<<<<
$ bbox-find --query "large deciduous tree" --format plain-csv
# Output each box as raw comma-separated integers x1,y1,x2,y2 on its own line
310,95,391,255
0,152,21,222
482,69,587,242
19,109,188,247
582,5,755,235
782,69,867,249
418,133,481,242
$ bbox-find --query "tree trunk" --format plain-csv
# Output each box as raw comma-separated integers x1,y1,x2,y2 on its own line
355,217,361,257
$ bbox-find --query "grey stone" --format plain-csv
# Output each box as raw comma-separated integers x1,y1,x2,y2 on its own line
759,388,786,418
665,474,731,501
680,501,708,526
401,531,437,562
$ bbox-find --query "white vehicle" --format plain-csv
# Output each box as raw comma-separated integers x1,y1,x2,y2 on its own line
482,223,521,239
>>>>
▶ **SHORT TASK**
Lay out everything from the start of the records down to the line containing "401,531,437,562" as a Markdown table, with the columns No. and Text. Number each line and leave out any blank lines.

▶ **IN RESPONSE**
| No. | Text |
|---|---|
| 1 | $ bbox-find --query "large deciduous tree" --format plain-csv |
| 2 | # Output each box as raw comma-separated integers x1,y1,x2,y2 on its own line |
| 3 | 310,95,391,255 |
| 4 | 0,152,21,222 |
| 5 | 482,69,587,242 |
| 6 | 19,109,188,247 |
| 7 | 582,5,755,235 |
| 8 | 782,69,867,249 |
| 9 | 418,133,481,242 |
| 10 | $ bbox-find --query "tree trunk" --format plain-csv |
| 11 | # Output each box as raw comma-separated integers x1,y1,x2,y2 on its own line |
| 12 | 355,217,361,257 |
| 13 | $ bbox-find --query "grey stone" --format plain-csv |
| 14 | # Output each box as raw comma-separated integers x1,y1,x2,y2 on its own line |
| 15 | 759,388,786,418 |
| 16 | 665,474,731,501 |
| 17 | 680,501,708,526 |
| 18 | 401,531,437,562 |